[Collected data entries]
* * * * *
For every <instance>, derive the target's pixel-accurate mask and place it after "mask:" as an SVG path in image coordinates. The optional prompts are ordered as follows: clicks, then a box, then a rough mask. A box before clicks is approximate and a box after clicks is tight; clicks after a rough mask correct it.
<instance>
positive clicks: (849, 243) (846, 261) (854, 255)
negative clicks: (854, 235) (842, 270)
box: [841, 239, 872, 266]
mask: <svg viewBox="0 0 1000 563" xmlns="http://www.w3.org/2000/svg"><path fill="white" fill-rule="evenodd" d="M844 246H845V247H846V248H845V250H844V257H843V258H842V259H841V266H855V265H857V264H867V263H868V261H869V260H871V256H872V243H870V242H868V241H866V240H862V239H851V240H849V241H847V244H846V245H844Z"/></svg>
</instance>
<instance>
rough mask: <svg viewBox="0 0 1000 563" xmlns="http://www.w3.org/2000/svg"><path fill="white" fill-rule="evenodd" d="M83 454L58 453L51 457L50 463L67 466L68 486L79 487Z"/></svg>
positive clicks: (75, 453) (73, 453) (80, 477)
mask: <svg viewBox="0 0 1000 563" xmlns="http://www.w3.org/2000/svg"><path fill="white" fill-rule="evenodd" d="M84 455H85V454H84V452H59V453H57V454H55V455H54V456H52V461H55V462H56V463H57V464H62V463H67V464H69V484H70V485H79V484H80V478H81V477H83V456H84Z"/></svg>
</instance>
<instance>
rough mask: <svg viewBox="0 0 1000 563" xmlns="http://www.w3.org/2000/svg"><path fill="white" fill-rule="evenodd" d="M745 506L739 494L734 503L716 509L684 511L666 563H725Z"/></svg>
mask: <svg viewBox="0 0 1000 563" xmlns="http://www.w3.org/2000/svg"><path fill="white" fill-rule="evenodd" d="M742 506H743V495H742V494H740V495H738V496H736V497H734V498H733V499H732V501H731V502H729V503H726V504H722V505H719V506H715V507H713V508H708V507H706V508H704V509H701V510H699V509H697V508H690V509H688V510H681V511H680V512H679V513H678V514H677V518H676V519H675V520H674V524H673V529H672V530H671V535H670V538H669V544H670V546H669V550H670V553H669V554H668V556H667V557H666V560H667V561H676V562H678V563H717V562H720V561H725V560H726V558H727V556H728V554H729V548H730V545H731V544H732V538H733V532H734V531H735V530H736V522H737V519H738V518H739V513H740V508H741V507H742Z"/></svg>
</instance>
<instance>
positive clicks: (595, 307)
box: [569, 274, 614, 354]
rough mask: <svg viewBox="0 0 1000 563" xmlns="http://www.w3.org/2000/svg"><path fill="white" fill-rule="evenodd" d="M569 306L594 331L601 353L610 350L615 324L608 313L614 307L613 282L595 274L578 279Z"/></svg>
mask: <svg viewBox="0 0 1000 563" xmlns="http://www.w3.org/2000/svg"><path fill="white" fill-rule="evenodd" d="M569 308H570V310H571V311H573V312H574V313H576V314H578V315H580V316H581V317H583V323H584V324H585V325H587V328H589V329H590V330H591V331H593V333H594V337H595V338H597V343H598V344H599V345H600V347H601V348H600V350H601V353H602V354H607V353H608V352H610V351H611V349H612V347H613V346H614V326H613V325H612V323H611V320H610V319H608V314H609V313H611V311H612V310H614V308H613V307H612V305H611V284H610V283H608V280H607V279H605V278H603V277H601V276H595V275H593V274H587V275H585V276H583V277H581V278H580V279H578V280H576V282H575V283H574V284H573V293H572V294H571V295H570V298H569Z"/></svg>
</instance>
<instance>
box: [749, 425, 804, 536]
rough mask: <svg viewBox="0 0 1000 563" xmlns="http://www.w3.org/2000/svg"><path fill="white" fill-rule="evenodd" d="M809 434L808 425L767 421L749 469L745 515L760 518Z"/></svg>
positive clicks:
* * * * *
_DESCRIPTION OF THE TASK:_ Every line from the one containing "positive clicks: (595, 307)" through the last line of the entries must be written out verbatim, and no other line.

_ANSWER BELOW:_
positive clicks: (595, 307)
box: [569, 274, 614, 354]
rough mask: <svg viewBox="0 0 1000 563" xmlns="http://www.w3.org/2000/svg"><path fill="white" fill-rule="evenodd" d="M569 306L594 331L601 353L610 350L615 324L608 313L614 307L613 282L595 274L578 279Z"/></svg>
mask: <svg viewBox="0 0 1000 563" xmlns="http://www.w3.org/2000/svg"><path fill="white" fill-rule="evenodd" d="M569 308H570V310H571V311H573V312H574V313H576V314H578V315H580V316H581V317H583V323H584V324H585V325H587V328H589V329H590V330H591V331H593V333H594V337H595V338H597V343H598V344H599V345H600V347H601V348H600V350H601V353H602V354H607V353H608V352H610V351H611V349H612V347H613V346H614V326H613V325H612V323H611V320H610V319H608V314H609V313H611V311H612V310H614V308H613V307H612V305H611V284H610V283H608V280H607V279H605V278H603V277H601V276H595V275H593V274H587V275H585V276H583V277H581V278H580V279H578V280H576V282H575V283H574V284H573V293H572V294H571V295H570V298H569Z"/></svg>
</instance>
<instance>
box: [749, 425, 804, 536]
rough mask: <svg viewBox="0 0 1000 563" xmlns="http://www.w3.org/2000/svg"><path fill="white" fill-rule="evenodd" d="M809 434L808 425L767 421L749 469L745 515L760 518Z"/></svg>
positive clicks:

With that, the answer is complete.